PROBLEM STATEMENT: Pull out each line of the items that contains the string "Target".

########

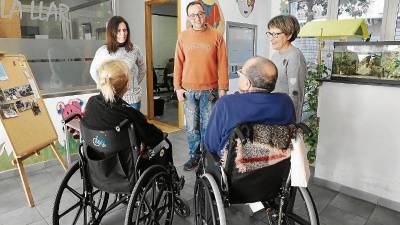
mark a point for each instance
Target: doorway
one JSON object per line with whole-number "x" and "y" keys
{"x": 161, "y": 29}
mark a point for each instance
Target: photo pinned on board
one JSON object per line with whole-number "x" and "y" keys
{"x": 8, "y": 111}
{"x": 11, "y": 94}
{"x": 23, "y": 105}
{"x": 35, "y": 108}
{"x": 25, "y": 90}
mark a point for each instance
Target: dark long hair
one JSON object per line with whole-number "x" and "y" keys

########

RESPONSE TO THIS TASK:
Target: doorway
Target: photo pinned on board
Target: dark long hair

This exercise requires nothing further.